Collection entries
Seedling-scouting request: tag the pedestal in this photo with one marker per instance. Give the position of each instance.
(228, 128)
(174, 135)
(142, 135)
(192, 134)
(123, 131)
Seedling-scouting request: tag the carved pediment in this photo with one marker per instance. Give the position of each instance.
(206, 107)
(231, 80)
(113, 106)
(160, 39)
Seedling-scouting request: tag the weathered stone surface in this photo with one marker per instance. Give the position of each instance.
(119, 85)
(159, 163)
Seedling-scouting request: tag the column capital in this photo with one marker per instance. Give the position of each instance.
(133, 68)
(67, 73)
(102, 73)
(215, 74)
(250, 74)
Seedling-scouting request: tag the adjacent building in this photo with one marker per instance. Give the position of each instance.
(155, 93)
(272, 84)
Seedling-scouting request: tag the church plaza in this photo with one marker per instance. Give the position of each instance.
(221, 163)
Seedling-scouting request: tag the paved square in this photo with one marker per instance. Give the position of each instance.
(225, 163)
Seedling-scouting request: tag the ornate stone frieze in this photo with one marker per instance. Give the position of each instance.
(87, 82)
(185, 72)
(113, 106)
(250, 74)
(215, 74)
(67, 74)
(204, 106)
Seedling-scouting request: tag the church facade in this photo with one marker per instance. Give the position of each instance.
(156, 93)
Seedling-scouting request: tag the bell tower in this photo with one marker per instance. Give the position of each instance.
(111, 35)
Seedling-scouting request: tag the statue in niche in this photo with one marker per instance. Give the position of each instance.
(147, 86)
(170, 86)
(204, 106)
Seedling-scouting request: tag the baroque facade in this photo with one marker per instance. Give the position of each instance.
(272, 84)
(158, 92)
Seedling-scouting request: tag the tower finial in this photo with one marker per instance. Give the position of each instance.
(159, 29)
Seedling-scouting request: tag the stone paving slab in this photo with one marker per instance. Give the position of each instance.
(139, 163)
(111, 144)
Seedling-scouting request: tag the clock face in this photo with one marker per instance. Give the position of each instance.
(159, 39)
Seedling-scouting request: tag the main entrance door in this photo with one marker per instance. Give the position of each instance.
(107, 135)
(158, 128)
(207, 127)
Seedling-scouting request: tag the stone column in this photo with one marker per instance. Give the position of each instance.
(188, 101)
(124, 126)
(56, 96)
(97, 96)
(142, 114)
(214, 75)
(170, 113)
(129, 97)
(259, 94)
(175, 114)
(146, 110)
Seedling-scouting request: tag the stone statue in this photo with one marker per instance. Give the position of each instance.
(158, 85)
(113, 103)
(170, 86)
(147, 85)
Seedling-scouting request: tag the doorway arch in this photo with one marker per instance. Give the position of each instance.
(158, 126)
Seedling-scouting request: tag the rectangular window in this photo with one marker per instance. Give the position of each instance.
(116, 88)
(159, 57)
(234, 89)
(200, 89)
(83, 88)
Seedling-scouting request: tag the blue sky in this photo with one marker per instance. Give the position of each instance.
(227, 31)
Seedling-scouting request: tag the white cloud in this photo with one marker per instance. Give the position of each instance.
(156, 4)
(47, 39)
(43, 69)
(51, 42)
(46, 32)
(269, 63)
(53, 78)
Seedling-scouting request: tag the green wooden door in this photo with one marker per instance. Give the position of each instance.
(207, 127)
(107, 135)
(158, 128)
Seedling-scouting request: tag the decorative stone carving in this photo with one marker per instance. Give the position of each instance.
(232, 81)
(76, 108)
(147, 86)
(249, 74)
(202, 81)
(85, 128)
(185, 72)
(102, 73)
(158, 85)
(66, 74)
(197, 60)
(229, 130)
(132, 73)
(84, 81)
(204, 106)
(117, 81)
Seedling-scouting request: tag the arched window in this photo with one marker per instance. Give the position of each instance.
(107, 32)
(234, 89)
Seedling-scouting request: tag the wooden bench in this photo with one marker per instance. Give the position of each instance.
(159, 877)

---

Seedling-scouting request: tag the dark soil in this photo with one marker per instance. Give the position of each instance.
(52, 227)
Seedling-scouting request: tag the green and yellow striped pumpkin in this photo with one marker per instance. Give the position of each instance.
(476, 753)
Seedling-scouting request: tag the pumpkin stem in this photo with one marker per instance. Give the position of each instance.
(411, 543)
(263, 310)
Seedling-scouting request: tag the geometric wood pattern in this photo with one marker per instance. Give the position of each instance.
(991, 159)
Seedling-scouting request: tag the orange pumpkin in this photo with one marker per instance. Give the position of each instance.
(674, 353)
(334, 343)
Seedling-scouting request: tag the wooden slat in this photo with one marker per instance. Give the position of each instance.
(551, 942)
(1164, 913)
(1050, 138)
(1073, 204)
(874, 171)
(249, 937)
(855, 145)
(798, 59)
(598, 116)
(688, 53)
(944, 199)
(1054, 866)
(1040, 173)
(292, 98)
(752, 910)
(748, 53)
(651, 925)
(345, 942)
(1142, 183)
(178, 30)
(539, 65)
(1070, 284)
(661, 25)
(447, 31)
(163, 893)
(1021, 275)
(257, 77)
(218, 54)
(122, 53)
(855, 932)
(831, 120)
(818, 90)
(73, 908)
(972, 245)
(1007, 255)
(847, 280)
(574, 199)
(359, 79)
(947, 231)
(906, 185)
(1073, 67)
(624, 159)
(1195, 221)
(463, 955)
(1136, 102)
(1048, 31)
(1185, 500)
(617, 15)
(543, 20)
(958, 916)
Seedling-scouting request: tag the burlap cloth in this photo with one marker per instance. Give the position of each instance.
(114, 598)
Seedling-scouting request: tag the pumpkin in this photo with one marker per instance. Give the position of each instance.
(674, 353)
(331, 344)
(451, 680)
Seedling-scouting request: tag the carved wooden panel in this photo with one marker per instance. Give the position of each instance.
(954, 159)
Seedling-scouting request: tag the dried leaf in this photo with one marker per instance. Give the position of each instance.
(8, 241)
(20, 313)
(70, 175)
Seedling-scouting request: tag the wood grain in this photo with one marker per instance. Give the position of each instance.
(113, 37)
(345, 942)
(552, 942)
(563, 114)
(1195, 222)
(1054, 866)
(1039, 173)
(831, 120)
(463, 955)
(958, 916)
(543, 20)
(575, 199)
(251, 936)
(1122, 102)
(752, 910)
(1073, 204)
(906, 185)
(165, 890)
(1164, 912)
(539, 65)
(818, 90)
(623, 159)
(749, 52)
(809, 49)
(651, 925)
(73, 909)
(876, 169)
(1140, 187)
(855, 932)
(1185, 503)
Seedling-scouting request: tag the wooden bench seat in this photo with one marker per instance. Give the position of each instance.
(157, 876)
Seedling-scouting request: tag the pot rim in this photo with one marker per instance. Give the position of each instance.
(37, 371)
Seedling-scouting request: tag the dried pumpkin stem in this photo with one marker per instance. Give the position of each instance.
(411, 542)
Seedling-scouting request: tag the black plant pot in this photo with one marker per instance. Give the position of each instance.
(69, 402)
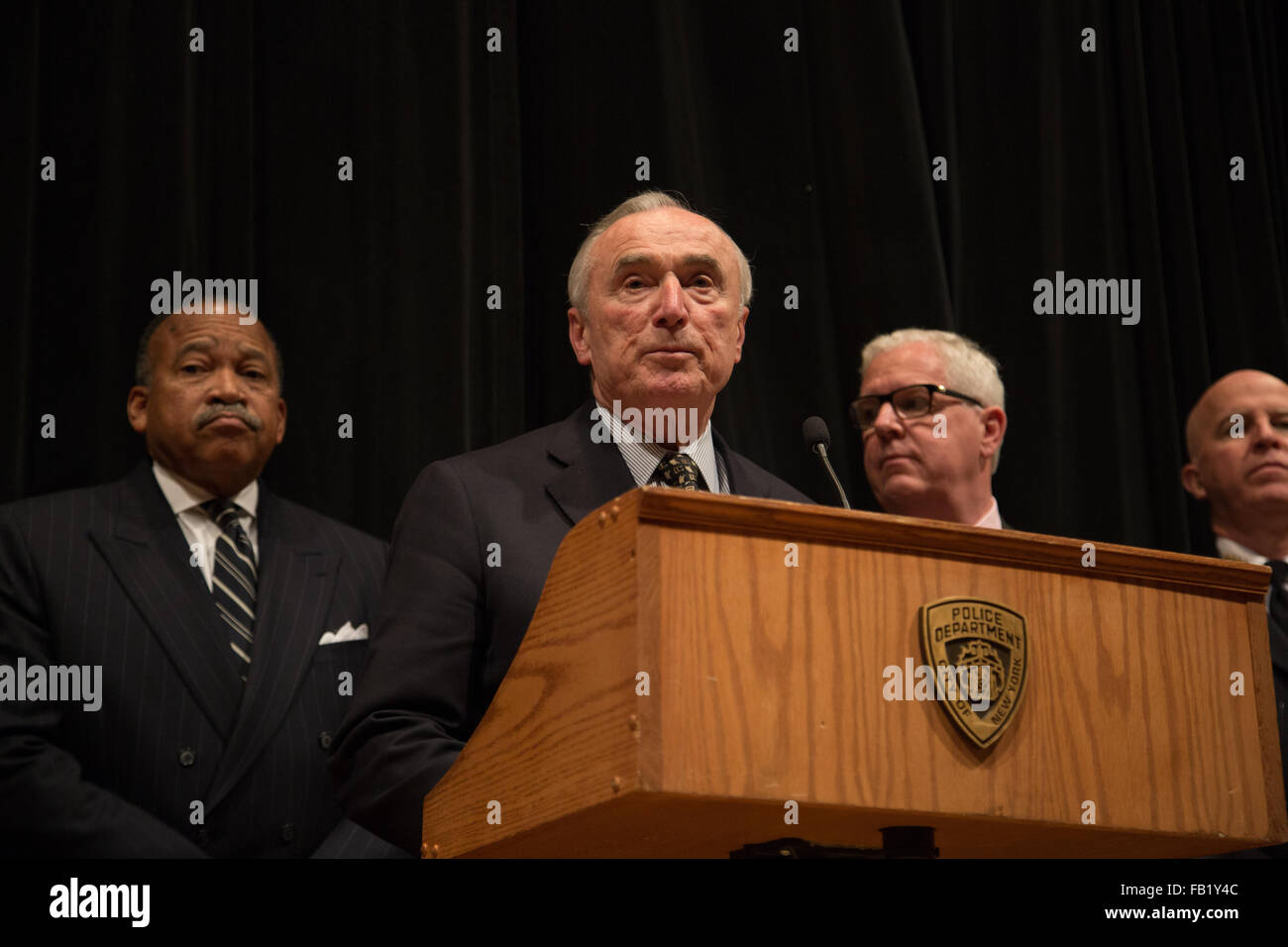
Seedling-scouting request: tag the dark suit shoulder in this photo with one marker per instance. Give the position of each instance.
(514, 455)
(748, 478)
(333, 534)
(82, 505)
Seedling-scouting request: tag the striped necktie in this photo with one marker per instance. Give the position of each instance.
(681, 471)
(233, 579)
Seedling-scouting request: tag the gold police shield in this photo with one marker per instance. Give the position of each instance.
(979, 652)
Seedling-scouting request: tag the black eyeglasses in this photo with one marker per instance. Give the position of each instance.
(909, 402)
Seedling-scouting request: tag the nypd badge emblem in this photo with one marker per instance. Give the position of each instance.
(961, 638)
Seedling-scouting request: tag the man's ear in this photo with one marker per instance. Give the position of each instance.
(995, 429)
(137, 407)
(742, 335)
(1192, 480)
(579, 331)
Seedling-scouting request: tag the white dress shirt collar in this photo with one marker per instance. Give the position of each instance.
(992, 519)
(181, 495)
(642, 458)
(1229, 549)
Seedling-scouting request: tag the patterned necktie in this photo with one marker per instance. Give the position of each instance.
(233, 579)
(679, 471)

> Problem requirements: Filter the records above, copying each line that contains the word "white".

> Written answer:
Seedling-scouting request: tag the white cloud in this photo with one marker per instance. Give the position of each instance.
Seedling-scouting request: tag the white dress shirt collar in this photo with one marker per instance. Give the position of each instance.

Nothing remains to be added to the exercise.